Stated task ▸
Please arrange the part of the material that opens with the line containing "Every instance of the red" and closes with the line containing "<point>199,181</point>" as a Markdown table with the columns Row and Material line, numbering each line and leaving out blank lines. Include only those lines.

Data to use ▸
**********

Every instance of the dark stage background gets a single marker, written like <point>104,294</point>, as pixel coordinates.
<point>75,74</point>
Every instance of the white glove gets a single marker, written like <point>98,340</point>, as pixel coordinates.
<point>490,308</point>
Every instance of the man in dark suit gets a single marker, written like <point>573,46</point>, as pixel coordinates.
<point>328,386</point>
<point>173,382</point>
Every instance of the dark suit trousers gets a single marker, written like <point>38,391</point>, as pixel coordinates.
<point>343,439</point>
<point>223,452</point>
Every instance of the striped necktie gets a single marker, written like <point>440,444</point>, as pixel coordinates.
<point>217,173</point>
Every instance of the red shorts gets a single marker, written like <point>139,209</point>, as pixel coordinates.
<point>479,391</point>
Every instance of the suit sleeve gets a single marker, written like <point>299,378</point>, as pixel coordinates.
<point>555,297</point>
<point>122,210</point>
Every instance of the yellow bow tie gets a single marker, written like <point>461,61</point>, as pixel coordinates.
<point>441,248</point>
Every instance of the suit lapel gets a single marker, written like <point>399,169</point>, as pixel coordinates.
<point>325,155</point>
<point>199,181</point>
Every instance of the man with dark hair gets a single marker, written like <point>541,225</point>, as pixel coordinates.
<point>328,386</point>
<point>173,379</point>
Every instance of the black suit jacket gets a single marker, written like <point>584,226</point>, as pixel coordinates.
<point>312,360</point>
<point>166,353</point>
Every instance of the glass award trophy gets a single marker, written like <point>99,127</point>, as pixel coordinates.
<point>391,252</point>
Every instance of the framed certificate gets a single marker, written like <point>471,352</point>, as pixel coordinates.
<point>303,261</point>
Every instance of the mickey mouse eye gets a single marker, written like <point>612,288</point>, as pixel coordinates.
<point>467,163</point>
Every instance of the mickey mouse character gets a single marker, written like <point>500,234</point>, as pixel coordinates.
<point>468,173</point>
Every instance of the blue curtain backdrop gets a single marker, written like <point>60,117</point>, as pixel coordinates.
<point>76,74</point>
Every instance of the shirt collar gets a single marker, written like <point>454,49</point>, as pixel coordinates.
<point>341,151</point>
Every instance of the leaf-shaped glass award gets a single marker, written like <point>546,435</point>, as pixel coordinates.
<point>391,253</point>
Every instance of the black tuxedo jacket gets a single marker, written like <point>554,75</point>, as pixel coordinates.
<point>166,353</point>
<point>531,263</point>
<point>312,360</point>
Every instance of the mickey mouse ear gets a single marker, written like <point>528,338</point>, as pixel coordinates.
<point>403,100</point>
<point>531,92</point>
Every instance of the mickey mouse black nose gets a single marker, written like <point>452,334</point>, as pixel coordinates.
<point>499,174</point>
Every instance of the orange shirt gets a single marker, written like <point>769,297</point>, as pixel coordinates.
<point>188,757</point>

**********

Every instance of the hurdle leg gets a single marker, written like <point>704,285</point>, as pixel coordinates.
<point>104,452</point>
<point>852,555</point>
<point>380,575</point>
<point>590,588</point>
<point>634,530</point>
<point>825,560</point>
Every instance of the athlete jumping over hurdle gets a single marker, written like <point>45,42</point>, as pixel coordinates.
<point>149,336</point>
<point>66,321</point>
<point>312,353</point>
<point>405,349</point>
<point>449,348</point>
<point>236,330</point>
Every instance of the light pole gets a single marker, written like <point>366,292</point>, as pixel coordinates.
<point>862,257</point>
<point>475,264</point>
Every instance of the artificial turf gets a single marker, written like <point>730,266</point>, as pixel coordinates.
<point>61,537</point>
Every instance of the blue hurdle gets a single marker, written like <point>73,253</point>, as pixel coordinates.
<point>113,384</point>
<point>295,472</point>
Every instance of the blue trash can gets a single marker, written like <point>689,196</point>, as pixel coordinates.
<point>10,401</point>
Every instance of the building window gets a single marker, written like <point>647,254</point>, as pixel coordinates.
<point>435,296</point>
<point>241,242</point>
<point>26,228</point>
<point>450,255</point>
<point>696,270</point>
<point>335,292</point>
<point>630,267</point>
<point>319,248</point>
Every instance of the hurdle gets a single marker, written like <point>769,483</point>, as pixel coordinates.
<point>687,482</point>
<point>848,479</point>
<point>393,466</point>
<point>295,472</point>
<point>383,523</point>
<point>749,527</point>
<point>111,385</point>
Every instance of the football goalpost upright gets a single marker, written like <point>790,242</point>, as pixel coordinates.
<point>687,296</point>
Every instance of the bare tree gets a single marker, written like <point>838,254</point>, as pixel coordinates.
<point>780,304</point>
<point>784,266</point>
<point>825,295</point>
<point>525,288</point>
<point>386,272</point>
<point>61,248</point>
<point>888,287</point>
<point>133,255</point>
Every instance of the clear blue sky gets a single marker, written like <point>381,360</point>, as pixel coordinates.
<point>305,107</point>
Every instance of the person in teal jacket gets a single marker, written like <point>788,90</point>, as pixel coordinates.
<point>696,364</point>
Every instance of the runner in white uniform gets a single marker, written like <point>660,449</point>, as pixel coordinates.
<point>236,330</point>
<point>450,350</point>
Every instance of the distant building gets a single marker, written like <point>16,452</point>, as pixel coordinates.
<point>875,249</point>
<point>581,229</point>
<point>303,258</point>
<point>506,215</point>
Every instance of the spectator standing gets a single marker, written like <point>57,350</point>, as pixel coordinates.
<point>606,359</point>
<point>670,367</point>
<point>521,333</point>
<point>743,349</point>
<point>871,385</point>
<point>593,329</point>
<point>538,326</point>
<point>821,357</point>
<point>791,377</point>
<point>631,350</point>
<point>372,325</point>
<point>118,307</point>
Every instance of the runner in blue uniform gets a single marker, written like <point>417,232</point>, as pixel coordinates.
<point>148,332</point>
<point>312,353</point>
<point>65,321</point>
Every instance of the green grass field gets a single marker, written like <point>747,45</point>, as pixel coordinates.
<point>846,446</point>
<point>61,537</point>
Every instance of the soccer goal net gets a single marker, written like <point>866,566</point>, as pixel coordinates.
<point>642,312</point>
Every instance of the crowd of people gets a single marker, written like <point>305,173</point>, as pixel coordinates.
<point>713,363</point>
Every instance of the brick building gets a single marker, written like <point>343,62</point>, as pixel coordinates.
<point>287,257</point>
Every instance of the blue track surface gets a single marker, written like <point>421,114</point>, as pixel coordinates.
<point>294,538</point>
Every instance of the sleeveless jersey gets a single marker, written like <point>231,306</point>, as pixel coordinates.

**********

Final answer ▸
| Row | Material line |
|---|---|
| 1 | Every instance of the red shorts gets a single marker, written like <point>139,209</point>, as pixel coordinates. |
| 2 | <point>479,391</point> |
| 3 | Every instance of the suit sleeve gets a single marker, written like <point>299,378</point>, as pixel coordinates. |
| 4 | <point>555,297</point> |
| 5 | <point>122,210</point> |
| 6 | Every instance of the yellow bow tie gets a single marker, written like <point>461,61</point>, as pixel coordinates. |
| 7 | <point>441,248</point> |
| 8 | Every instance of the suit lapel gets a single marker, written like <point>399,169</point>, as pixel coordinates. |
| 9 | <point>325,155</point> |
| 10 | <point>199,181</point> |